* **OBJECTIVE**: Find every line in the listing below that contains the word "cross" and copy each of those lines.
# start of DATA FOR THIS TASK
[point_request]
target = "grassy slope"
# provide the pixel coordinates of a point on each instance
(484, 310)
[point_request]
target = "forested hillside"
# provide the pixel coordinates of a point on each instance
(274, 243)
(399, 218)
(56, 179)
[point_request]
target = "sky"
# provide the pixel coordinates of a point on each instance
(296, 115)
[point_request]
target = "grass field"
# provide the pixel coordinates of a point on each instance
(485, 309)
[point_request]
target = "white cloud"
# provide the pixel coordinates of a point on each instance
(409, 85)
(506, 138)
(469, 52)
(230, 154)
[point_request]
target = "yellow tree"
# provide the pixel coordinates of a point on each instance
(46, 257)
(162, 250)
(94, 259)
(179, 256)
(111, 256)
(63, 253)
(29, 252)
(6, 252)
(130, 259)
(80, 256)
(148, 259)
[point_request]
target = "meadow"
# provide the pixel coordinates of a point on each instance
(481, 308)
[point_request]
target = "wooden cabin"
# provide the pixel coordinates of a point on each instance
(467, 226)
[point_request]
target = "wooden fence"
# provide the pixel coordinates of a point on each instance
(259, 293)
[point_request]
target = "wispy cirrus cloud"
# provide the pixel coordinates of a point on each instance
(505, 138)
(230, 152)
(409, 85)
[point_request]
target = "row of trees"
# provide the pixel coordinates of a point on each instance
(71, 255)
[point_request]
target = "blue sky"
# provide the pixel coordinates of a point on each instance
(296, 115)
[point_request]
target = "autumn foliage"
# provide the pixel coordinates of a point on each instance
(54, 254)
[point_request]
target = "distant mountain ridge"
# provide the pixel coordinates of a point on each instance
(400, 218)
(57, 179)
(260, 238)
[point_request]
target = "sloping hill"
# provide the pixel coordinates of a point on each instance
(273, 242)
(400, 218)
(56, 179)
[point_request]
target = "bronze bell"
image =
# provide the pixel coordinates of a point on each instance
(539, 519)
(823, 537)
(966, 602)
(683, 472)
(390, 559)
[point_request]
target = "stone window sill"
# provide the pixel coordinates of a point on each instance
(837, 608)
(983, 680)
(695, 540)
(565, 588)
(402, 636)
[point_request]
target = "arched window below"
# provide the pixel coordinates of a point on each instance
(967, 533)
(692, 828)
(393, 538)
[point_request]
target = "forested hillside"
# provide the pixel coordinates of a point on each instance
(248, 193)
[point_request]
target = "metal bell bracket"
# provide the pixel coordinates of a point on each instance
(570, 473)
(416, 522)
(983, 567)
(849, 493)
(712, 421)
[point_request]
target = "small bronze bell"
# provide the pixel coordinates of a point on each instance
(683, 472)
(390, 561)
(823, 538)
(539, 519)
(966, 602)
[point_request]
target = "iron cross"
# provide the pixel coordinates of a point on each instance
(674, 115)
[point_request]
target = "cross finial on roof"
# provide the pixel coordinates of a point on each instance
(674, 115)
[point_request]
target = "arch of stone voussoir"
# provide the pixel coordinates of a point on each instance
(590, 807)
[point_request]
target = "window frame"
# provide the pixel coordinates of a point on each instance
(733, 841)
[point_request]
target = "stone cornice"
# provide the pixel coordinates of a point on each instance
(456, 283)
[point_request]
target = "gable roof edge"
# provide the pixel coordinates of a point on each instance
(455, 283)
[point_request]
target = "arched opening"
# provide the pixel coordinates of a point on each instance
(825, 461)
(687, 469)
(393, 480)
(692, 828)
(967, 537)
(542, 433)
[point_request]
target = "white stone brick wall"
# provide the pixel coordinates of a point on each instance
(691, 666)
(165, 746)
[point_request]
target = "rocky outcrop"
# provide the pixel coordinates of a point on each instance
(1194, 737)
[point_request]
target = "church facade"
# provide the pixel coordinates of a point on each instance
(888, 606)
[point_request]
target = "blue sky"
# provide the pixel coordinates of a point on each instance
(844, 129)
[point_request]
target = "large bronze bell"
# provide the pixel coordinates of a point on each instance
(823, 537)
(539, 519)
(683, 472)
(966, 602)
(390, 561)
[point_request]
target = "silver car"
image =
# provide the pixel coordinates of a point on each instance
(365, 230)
# end of DATA FOR THIS TASK
* **EXPECTED ANSWER**:
target = "iron cross"
target = "cross finial on roof"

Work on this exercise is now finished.